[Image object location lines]
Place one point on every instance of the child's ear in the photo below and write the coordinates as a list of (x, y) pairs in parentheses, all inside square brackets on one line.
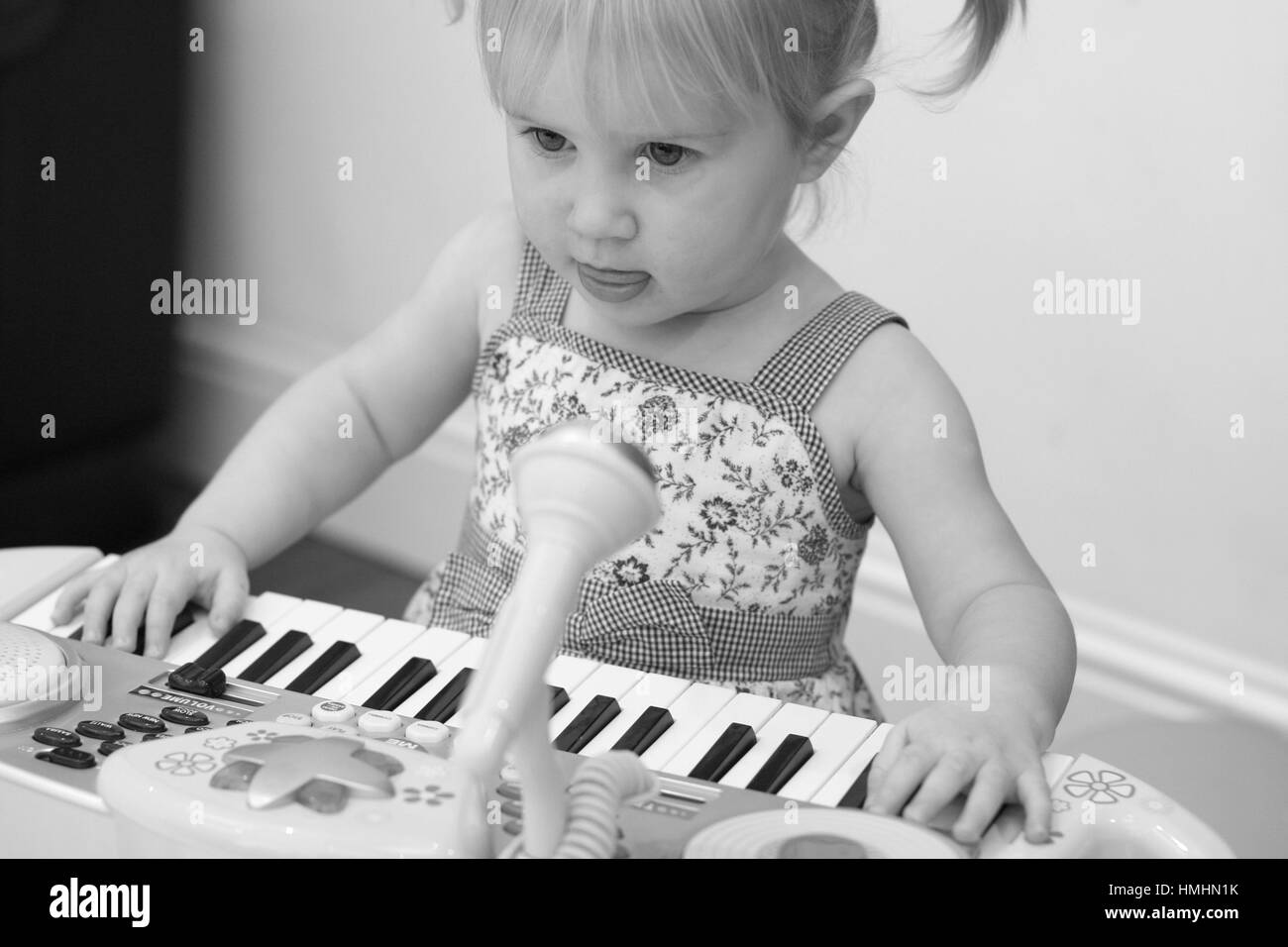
[(835, 120)]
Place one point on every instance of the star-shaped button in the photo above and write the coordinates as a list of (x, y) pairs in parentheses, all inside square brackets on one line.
[(286, 766)]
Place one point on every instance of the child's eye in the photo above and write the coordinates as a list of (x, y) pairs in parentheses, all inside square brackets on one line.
[(542, 140), (549, 145)]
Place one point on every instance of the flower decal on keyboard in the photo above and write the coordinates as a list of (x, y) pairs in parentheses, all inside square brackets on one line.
[(430, 795), (185, 763), (1103, 788)]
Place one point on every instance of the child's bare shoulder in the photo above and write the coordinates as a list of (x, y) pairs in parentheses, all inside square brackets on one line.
[(498, 241)]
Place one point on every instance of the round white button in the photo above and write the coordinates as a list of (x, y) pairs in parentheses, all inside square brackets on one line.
[(378, 723), (333, 711), (429, 733), (342, 728)]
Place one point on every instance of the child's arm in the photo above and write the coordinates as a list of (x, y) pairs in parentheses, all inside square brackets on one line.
[(296, 467), (986, 603)]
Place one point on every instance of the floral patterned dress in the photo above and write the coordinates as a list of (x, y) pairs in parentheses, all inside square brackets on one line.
[(746, 579)]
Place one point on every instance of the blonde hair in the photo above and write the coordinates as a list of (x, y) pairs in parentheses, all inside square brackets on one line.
[(698, 56)]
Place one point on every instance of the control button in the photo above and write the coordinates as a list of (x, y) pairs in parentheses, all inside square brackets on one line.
[(65, 757), (184, 716), (192, 678), (429, 733), (55, 736), (342, 728), (295, 719), (142, 723), (333, 711), (403, 744), (378, 723), (99, 729)]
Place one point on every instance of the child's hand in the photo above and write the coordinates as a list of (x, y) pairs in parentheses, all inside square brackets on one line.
[(159, 579), (944, 749)]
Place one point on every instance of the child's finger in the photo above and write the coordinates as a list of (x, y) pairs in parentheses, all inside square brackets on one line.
[(72, 592), (228, 599), (98, 604), (167, 598), (986, 799), (952, 774), (902, 780), (885, 758), (1035, 797), (128, 613)]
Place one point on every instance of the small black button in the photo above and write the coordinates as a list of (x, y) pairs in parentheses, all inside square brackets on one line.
[(184, 718), (192, 678), (65, 757), (99, 729), (142, 723), (514, 809), (55, 736)]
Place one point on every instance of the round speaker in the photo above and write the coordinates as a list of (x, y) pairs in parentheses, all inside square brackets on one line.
[(33, 671)]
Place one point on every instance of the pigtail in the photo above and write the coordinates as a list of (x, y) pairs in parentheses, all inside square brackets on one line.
[(455, 11), (984, 24)]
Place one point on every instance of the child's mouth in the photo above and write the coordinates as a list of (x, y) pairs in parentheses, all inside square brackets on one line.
[(612, 285)]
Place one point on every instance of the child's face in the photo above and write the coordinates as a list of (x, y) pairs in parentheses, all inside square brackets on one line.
[(704, 226)]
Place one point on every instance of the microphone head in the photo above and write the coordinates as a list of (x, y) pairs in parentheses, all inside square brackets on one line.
[(572, 482)]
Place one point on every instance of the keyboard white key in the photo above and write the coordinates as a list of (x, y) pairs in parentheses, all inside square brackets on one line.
[(191, 643), (377, 646), (308, 618), (835, 789), (565, 672), (351, 625), (651, 690), (791, 718), (38, 615), (469, 655), (608, 681), (430, 643), (833, 744), (743, 707)]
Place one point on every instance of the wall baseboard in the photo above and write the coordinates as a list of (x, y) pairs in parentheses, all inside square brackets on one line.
[(408, 519)]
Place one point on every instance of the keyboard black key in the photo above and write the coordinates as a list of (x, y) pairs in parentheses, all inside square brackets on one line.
[(278, 656), (858, 792), (447, 701), (334, 660), (240, 637), (588, 724), (791, 755), (644, 732), (404, 682), (558, 698), (732, 746)]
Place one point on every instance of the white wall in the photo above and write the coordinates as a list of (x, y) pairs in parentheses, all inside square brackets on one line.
[(1107, 163)]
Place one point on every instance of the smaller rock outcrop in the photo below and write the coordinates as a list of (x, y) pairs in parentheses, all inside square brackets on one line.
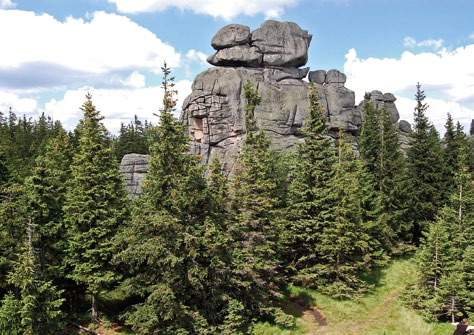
[(387, 100), (134, 168)]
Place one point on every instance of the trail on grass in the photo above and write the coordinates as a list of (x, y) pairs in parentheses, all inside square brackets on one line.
[(375, 313)]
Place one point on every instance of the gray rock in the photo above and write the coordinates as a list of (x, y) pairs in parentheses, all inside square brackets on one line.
[(335, 77), (239, 55), (388, 100), (404, 130), (214, 111), (274, 44), (231, 35), (134, 168), (319, 76), (282, 44)]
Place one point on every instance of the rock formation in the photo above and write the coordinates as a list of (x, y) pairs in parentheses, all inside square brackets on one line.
[(134, 168), (271, 57)]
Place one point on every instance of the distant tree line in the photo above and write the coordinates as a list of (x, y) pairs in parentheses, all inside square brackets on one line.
[(214, 255)]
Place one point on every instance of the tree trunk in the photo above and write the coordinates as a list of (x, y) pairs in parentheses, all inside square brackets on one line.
[(94, 312)]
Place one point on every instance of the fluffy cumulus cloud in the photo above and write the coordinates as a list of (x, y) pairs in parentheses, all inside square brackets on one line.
[(44, 52), (447, 77), (116, 105), (5, 4), (105, 54), (433, 43), (216, 8)]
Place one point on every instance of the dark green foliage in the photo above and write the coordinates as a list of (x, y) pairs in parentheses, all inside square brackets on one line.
[(254, 226), (133, 138), (167, 232), (44, 198), (426, 169), (385, 169), (33, 307), (345, 248), (311, 199), (444, 287), (95, 207)]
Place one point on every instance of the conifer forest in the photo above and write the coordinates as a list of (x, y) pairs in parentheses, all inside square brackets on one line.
[(203, 252)]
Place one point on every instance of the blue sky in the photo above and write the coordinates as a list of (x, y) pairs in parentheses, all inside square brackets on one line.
[(54, 51)]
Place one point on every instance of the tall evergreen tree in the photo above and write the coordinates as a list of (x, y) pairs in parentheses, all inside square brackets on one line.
[(132, 139), (44, 198), (426, 168), (444, 286), (384, 162), (34, 307), (345, 246), (311, 199), (95, 207), (254, 225), (164, 251)]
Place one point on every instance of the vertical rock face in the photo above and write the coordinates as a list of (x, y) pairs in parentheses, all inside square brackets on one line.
[(134, 168), (271, 58)]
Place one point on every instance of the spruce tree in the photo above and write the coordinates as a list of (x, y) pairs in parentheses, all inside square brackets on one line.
[(345, 248), (311, 201), (385, 164), (95, 207), (444, 286), (33, 306), (254, 226), (44, 197), (164, 253), (426, 169)]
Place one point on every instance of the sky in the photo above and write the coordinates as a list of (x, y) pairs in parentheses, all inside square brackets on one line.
[(53, 52)]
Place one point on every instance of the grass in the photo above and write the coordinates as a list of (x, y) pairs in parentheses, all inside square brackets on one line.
[(380, 312)]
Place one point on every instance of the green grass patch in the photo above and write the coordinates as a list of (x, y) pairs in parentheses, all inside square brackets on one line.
[(379, 312)]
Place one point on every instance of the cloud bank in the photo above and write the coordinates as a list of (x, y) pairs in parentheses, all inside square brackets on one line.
[(447, 77), (46, 53), (226, 10)]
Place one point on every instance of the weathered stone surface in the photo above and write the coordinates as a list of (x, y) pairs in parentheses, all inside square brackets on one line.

Task to carry out
Rewrite the stretch of lines from the start through the line that contains "[(542, 140), (549, 145)]" as a numbered list, skipping any blank lines and leaving the pictures out.

Finished exercise
1. Place one point on every instance of the child's ear in the photo below and write the coordinates as a list of (x, y) pairs in parentheses, all inside square brackets on one line.
2. [(835, 120)]
3. Place one point on every instance of the star-shaped button in the photo above and write the coordinates as a list of (x, y) pairs in parentheses, all inside square brackets on one line.
4. [(286, 766)]
5. Place one point on every instance of the child's eye in the photo above and write the coordinates as a list of (x, y) pairs in parentheses, all inside square brackets on one line.
6. [(542, 140), (549, 145)]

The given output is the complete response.